- [Set task]: Return each line of the data below verbatim; pictures are to be left out.

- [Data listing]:
────────────────────

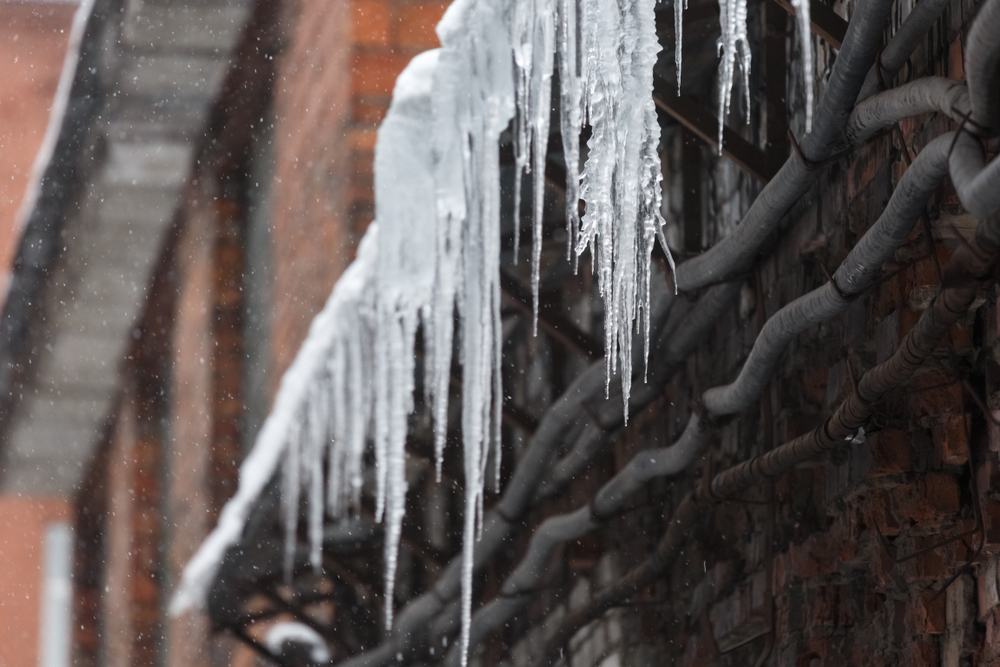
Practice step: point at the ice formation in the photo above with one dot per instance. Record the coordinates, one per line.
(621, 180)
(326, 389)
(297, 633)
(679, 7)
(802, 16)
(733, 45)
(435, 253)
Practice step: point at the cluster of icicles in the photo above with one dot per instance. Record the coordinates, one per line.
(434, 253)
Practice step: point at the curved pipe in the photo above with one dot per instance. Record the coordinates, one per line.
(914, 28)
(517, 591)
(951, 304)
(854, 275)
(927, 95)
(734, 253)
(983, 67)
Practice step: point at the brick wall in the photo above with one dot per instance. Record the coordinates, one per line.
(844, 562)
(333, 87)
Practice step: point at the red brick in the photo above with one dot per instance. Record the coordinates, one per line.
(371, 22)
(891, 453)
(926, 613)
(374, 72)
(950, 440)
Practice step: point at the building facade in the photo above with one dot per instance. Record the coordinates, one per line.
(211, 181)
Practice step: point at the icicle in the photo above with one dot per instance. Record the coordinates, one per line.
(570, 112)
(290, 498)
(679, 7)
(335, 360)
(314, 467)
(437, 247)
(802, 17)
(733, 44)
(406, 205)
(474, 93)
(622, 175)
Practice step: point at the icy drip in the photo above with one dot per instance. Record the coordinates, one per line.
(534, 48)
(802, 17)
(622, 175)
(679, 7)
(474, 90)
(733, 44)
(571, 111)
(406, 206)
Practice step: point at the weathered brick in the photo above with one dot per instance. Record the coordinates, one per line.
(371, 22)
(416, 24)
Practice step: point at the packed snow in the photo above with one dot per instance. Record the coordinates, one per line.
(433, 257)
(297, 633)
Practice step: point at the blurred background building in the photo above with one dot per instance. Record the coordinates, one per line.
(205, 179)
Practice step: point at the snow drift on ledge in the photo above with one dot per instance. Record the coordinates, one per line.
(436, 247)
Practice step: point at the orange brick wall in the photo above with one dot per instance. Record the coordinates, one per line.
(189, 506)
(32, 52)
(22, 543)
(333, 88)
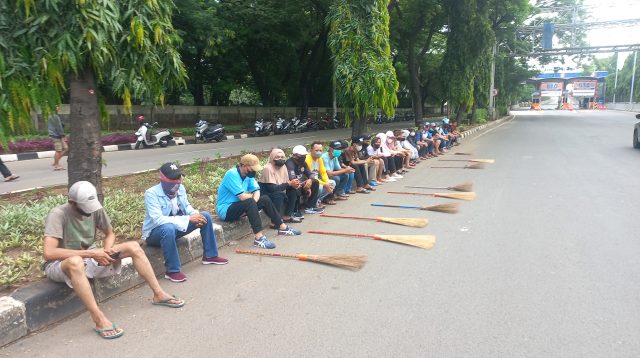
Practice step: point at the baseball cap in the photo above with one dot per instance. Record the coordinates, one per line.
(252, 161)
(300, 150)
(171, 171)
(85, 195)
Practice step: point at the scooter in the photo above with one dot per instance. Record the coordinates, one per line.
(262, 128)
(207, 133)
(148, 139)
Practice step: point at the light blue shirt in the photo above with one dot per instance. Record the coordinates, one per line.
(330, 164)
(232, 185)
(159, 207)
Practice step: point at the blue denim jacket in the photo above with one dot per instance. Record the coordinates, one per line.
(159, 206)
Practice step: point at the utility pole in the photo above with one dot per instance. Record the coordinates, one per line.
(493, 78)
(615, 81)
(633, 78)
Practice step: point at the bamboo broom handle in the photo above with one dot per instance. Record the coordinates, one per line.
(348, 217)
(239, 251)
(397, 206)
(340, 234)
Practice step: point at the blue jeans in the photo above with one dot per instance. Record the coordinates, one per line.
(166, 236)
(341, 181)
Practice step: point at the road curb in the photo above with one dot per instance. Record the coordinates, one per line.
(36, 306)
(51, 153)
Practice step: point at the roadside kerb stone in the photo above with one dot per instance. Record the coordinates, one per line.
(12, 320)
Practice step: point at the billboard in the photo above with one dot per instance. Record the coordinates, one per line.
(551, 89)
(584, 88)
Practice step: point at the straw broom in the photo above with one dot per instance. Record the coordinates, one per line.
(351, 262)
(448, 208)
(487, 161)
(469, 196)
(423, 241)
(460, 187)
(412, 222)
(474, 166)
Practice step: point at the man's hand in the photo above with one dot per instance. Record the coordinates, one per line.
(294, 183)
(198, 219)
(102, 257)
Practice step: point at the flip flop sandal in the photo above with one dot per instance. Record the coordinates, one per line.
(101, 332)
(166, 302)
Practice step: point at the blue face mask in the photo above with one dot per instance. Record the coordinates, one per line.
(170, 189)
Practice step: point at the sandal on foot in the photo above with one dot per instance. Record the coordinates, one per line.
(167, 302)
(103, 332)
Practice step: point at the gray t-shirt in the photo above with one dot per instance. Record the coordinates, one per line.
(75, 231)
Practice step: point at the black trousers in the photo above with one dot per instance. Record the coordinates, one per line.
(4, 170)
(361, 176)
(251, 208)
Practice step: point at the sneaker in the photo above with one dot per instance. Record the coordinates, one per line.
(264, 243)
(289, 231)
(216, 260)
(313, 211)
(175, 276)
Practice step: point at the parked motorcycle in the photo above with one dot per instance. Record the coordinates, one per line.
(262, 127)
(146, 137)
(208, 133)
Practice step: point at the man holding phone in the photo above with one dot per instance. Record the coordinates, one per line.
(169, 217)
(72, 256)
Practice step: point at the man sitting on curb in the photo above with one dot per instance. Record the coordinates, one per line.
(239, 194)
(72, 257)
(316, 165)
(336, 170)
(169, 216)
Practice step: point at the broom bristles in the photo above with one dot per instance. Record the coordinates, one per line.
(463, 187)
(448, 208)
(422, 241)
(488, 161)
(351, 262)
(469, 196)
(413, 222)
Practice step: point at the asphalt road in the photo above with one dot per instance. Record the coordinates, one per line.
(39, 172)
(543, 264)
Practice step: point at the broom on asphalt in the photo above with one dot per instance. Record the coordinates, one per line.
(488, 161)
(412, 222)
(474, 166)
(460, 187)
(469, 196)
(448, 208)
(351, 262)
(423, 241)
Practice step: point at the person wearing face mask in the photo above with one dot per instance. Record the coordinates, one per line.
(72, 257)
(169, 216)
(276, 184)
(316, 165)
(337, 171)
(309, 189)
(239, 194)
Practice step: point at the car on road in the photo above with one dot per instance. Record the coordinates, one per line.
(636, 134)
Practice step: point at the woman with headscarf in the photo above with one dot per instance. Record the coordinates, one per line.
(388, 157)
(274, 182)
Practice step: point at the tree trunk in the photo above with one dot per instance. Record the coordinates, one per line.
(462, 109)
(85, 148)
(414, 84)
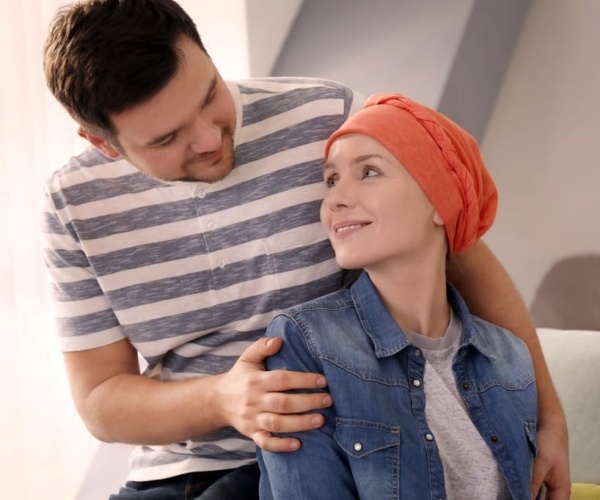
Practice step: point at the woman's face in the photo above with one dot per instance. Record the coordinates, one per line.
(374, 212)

────────────────────

- [Problem solution]:
Practice step: point at the ice formation in the photo above with one dot per instance. Record the coordinates, one per line.
(621, 180)
(326, 389)
(297, 633)
(679, 7)
(802, 16)
(733, 45)
(435, 253)
Practice step: point at the cluster of icicles in the photo above with one dot per instance. Record the coordinates, one per line.
(434, 253)
Practice step: point at the curved pipe in the photo above with one dot per instance. Record the coordinates, one per line.
(914, 28)
(517, 591)
(951, 304)
(854, 275)
(927, 95)
(734, 253)
(983, 67)
Practice step: point at the brick wall in the photo above with one dot per instance. Record the coordinates, one per line.
(844, 562)
(333, 87)
Practice step: point at the red brick in the photo above with one dot per instance. Record the coordinates, one per line.
(371, 22)
(891, 453)
(926, 613)
(374, 72)
(950, 440)
Practice step: point at the building facade in the photo above with one dot per instance. Record the coordinates, one per line.
(211, 181)
Practice step: point at the icicle in the photo above with one dot per instance. Record the coordinates, one per line.
(570, 112)
(290, 498)
(679, 7)
(335, 360)
(314, 467)
(437, 247)
(802, 17)
(733, 44)
(406, 205)
(474, 93)
(622, 175)
Practice step: point at the icy drip in the photo above with one dot per instance. Record the coordinates, one per line.
(534, 48)
(802, 17)
(622, 175)
(679, 7)
(474, 90)
(733, 44)
(571, 111)
(406, 206)
Practice step: point at the weathered brick in the photo above with one dot per instance. Record the coordinates, one per line.
(371, 22)
(416, 24)
Practice step: point at the packed snow in the photo above with one dot per instance. Record the coordinates, one per line.
(433, 257)
(297, 633)
Practice step: point at the blurred background building in the photo above with one dot per instance. Record the coordinates, one per line.
(205, 179)
Practice step: point at the snow drift on ledge in the photo above with one dot per instance. Record the coordinates, one per line.
(436, 247)
Practice step: point at the orange brick wall in the photo above with one dot per instance. Record the coordinates, one per line.
(189, 506)
(32, 52)
(22, 543)
(333, 88)
Practice step: point at the baseball cap in the photo above with one dot per instance. Record the coordinates, one per line.
(252, 161)
(300, 150)
(171, 171)
(85, 195)
Practice step: point at the scooter in the photo above with one dot per instance. Record the coordinates, one per line.
(262, 128)
(207, 133)
(148, 139)
Practice step: point at the light blue shirt in the photo above with one dot per instance. Record the coordinates, one per line.
(330, 164)
(232, 185)
(159, 207)
Practice step: point at the blue denim jacket in the photo above with one dot per instance. Record the coordinates, one per line.
(159, 206)
Practice step: point at the utility pole in the photo above with one dot per instance. Record the coordinates, one per line.
(493, 78)
(615, 81)
(633, 78)
Practice step: point at the bamboo broom handle in the photo above with one dot per instance. Record the coordinates, one per line.
(348, 217)
(239, 251)
(397, 206)
(340, 234)
Practice step: point at the blue jeans in the photo above with one dot per instance. Record the coordinates, one per line.
(166, 236)
(341, 181)
Practice step: point at the road curb in the photo above with one dot per instance. Record the coordinates, one per line.
(36, 306)
(51, 153)
Practice step: point at the roadside kerb stone in the photo above with one dot per instance. Record the coordinates, one per line.
(12, 320)
Practice step: point at the billboard in the photo above with one dot per instance. Record the coordinates, one per line.
(551, 89)
(584, 88)
Practice step: point at the straw broom in the photo above with one dot per instance. Record the coordinates, one per line.
(351, 262)
(448, 208)
(487, 161)
(469, 196)
(423, 241)
(460, 187)
(412, 222)
(474, 166)
Practice step: point at the man's hand in the photo above with one dot per instance. Record the coordinates, one per line.
(294, 183)
(198, 219)
(102, 257)
Practice step: point at the flip flop sandal in the photo above with one dot per instance. Record the coordinates, one per line.
(101, 332)
(166, 302)
Practice step: point at the blue face mask in the photo above with one dot per instance. Record the coordinates, one per line.
(170, 189)
Practice step: point at the sandal on foot in the photo above with one dot per instance. Record the coordinates, one per line.
(167, 302)
(103, 332)
Practice step: point at the gray t-shirt in the photo above with one dot per instance. Record the coordinates, one per line.
(75, 231)
Practice step: point at the black trousers in the photo above with one dot per instance. Record the coordinates, one per line.
(4, 170)
(361, 176)
(251, 208)
Practice step: point at the sneaker in the photo above with one dot per instance. Record the coordinates, one per line.
(264, 243)
(289, 231)
(216, 260)
(313, 211)
(175, 276)
Practice step: point at the parked motorcycle in the photo above with one dot per instance. Record the coordinates, one per line.
(262, 127)
(146, 137)
(208, 133)
Practice step: point at the man holding phone in the photo above with one dot per instance. Record the coordinates, one per line.
(169, 217)
(72, 256)
Practice step: point at the man sitting on curb in the photo above with one dot per instance. Record the coordinates, one per line.
(239, 194)
(72, 257)
(316, 165)
(336, 170)
(169, 216)
Practice step: point at the broom bristles in the photo above with one dot per instance. Record the coordinates, one per line.
(463, 187)
(448, 208)
(422, 241)
(488, 161)
(351, 262)
(469, 196)
(413, 222)
Practice step: point at the asphalt road in the photo above with one dot per instance. Record the coordinates, one per line.
(39, 172)
(543, 264)
Practice step: point at the broom on asphalt in the photo above with one dot per instance. Record the coordinates, one per line.
(488, 161)
(412, 222)
(474, 166)
(460, 187)
(469, 196)
(448, 208)
(351, 262)
(423, 241)
Practice step: point at the person wearing face mask in the photo above with one dot per instance. Record the coordinates, one per line.
(72, 257)
(169, 216)
(276, 184)
(316, 165)
(337, 171)
(309, 189)
(239, 194)
Practice step: point at the car on road in the photo above with one dot per instance. Record the coordinates, one per line.
(636, 134)
Practice step: point at the woman with headscarf in the photo above with one dot per instance. Record the coordinates, one per line.
(388, 157)
(274, 182)
Practice step: point at the tree trunk in the photo above with one dot per instance. Record the coordinates, one per line.
(462, 109)
(85, 148)
(414, 84)
Practice step: point at the woman's face in the photo above with one dot per instance. Record the coordinates, one per line.
(374, 212)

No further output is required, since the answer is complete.